*Exercise prompt*:
Could you repeat the lines of the data that start at the one containing "Where can the cut" and end after the one containing "x=664, y=271"?

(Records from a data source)
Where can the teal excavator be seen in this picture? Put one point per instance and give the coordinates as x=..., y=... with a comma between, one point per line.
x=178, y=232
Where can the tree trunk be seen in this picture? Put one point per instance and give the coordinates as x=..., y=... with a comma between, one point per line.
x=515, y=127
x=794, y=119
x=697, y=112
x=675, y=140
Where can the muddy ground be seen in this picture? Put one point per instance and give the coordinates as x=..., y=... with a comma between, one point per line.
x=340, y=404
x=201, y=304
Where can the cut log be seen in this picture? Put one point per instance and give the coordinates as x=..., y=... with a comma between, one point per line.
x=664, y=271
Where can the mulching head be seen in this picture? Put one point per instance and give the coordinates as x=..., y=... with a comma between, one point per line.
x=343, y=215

*Exercise result*:
Where can the cut log be seen in this picture? Put one point per instance and give the coordinates as x=..., y=... with a comma between, one point per line.
x=664, y=271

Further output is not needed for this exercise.